Text to read:
::::::::

FIG. 1 is a block diagram of an example computer system that is improved by implementing the functions, operations, and/or architectures described herein. Modifications and variations of the discussed embodiments will be apparent to those of ordinary skill in the art and all such modifications and variations are included within the scope of the appended claims. Additionally, an illustrative implementation of a computer system 1300 that may be used in connection with any of the embodiments of the disclosure provided herein. The computer system 1300 may include one or more processors 1310 and one or more articles of manufacture that comprise non-transitory computer-readable storage media (e.g., memory 1320 and one or more non-volatile storage media 1330). The processor 1310 may control writing data to and reading data from the memory 1320 and the non-volatile storage device 1330 in any suitable manner. To perform any of the functionality described herein (e.g., private set creation, interaction, management, updating, etc.), the one or more processor 1310 may execute one or more processor-executable instructions stored in one or more non-transitory computer-readable storage media (e.g., the memory 1320), which may serve as non-transitory computer-readable storage media storing processor-executable instructions for execution by the one or more processors 1310.

The terms “program” or “software” are used herein in a generic sense to refer to any type of computer code or set of processor-executable instructions that can be employed to program a computer or other processor to implement various aspects of embodiments as discussed above. Additionally, it should be appreciated that according to one aspect, one or more computer programs that when executed perform methods of the disclosure provided herein need not reside on a single computer or processor, but may be distributed in a modular fashion among different computers or processors to implement various aspects of the disclosure provided herein.

Processor-executable instructions may be in many forms, such as program modules, executed by one or more computers or other devices. Generally, program modules include routines, programs, objects, components, data structures, etc. that perform particular tasks or implement particular abstract data types. Typically, the functionality of the program modules may be combined or distributed as desired in various embodiments.

Also, data structures may be stored in one or more non-transitory computer-readable storage media in any suitable form. For simplicity of illustration, data structures may be shown to have fields that are related through location in the data structure. Such relationships may likewise be achieved by assigning storage for the fields with locations in a non-transitory computer-readable medium that convey relationships between the fields. However, any suitable mechanism may be used to establish relationships among information in fields of a data structure, including through the use of pointers, tags or other mechanisms that establish relationships among data elements.

Also, various inventive concepts may be embodied as one or more processes, of which examples (e.g., the processes described herein) have been provided. The acts performed as part of each process may be ordered in any suitable way. Accordingly, embodiments may be constructed in which acts are performed in an order different than illustrated, which may include performing some acts simultaneously, even though shown as sequential acts in illustrative embodiments.

In other embodiments, various ones of the functions and/or portions of the flows discussed herein can be executed in different order. In still other embodiments, various one of the functions and/or portions of the flow can be omitted, or consolidated. In yet other embodiments, various one of the functions and/or portions of the flow can be combined, and used in various combinations of the disclosed flows, portions of flows, and/or individual functions. In various examples, various one of the screens, functions and/or algorithms can be combined, and can be used in various combinations of the disclosed functions.

::::::::

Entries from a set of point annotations
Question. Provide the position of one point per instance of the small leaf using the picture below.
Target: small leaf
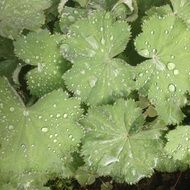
(96, 76)
(117, 143)
(69, 16)
(166, 71)
(178, 144)
(21, 14)
(42, 50)
(28, 135)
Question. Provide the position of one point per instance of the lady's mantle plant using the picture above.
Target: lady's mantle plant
(106, 80)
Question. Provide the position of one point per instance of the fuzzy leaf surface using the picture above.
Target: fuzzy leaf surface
(178, 144)
(41, 50)
(182, 9)
(28, 135)
(117, 143)
(21, 14)
(166, 71)
(96, 76)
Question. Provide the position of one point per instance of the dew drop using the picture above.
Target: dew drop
(44, 129)
(11, 127)
(93, 81)
(171, 88)
(171, 66)
(58, 115)
(144, 52)
(12, 109)
(176, 72)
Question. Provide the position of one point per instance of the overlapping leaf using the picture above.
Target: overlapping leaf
(181, 9)
(166, 72)
(21, 14)
(38, 138)
(96, 76)
(42, 50)
(69, 16)
(117, 143)
(178, 144)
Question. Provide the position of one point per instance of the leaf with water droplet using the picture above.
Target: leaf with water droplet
(91, 45)
(29, 134)
(69, 16)
(42, 51)
(178, 144)
(21, 14)
(121, 137)
(166, 71)
(181, 9)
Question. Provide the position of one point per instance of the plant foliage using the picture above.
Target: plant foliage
(92, 88)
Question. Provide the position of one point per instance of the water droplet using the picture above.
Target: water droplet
(11, 127)
(171, 66)
(93, 81)
(103, 41)
(12, 109)
(176, 72)
(58, 115)
(44, 129)
(171, 88)
(144, 52)
(25, 113)
(111, 38)
(154, 51)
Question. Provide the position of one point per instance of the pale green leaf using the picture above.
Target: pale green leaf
(42, 50)
(40, 137)
(178, 144)
(181, 9)
(92, 43)
(69, 16)
(166, 71)
(118, 144)
(21, 14)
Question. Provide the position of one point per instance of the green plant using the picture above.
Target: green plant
(107, 90)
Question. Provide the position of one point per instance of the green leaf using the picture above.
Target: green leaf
(166, 71)
(117, 144)
(69, 16)
(42, 50)
(25, 181)
(181, 9)
(126, 9)
(7, 68)
(6, 48)
(178, 144)
(82, 3)
(92, 43)
(167, 164)
(21, 14)
(40, 137)
(85, 176)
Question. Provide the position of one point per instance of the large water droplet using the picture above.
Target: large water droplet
(144, 52)
(12, 109)
(44, 129)
(11, 127)
(171, 66)
(171, 88)
(176, 72)
(93, 81)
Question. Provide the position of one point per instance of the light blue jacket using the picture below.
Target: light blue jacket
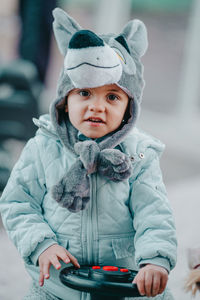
(128, 223)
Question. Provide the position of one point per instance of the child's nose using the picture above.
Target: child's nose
(97, 105)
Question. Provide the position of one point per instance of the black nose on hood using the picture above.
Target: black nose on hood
(84, 39)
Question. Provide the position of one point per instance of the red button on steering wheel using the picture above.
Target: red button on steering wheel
(110, 268)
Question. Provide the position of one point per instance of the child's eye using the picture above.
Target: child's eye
(112, 97)
(84, 93)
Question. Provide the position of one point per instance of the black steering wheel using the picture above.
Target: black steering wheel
(102, 282)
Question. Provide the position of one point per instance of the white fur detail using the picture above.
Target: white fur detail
(93, 66)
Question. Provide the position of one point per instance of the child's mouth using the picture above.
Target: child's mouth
(95, 121)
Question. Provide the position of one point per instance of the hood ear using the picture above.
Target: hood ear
(136, 34)
(64, 27)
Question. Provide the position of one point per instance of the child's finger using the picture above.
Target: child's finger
(148, 284)
(41, 279)
(45, 270)
(156, 285)
(163, 284)
(55, 262)
(139, 280)
(73, 260)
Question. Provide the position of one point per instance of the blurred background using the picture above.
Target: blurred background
(29, 67)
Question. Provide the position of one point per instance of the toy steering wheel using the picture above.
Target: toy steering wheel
(102, 282)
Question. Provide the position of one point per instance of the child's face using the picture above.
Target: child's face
(96, 112)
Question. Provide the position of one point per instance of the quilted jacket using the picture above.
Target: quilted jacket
(127, 223)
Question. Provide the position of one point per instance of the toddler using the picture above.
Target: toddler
(88, 188)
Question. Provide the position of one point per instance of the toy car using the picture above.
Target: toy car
(102, 282)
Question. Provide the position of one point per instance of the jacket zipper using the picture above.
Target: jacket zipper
(92, 221)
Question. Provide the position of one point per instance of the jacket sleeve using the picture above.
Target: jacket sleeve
(155, 238)
(21, 204)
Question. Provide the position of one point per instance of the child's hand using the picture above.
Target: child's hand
(151, 280)
(51, 256)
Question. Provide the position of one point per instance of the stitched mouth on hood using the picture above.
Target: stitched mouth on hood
(85, 63)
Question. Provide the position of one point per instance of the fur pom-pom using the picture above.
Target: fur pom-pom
(114, 165)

::::::::

Given exercise:
Write the next part of the passage above on the computer system and its processor-executable instructions, beginning right after its final sentence.

Written answer:
Having thus described several aspects of at least one example, it is to be appreciated that various alterations, modifications, and improvements will readily occur to those skilled in the art. For instance, examples disclosed herein may also be used in other contexts. Such alterations, modifications, and improvements are intended to be part of this disclosure, and are intended to be within the scope of the examples discussed herein. Accordingly, the foregoing description and drawings are by way of example only.

All definitions, as defined and used herein, should be understood to control over dictionary definitions, and/or ordinary meanings of the defined terms. As used herein in the specification and in the claims, the phrase “at least one,” in reference to a list of one or more elements, should be understood to mean at least one element selected from any one or more of the elements in the list of elements, but not necessarily including at least one of each and every element specifically listed within the list of elements and not excluding any combinations of elements in the list of elements. This definition also allows that elements may optionally be present other than the elements specifically identified within the list of elements to which the phrase “at least one” refers, whether related or unrelated to those elements specifically identified. Thus, as a non-limiting example, “at least one of A and B” (or, equivalently, “at least one of A or B,” or, equivalently “at least one of A and/or B”) can refer, in one embodiment, to at least one, optionally including more than one, A, with no B present (and optionally including elements other than B); in another embodiment, to at least one, optionally including more than one, B, with no A present (and optionally including elements other than A); in yet another embodiment, to at least one, optionally including more than one, A, and at least one, optionally including more than one, B (and optionally including other elements); etc.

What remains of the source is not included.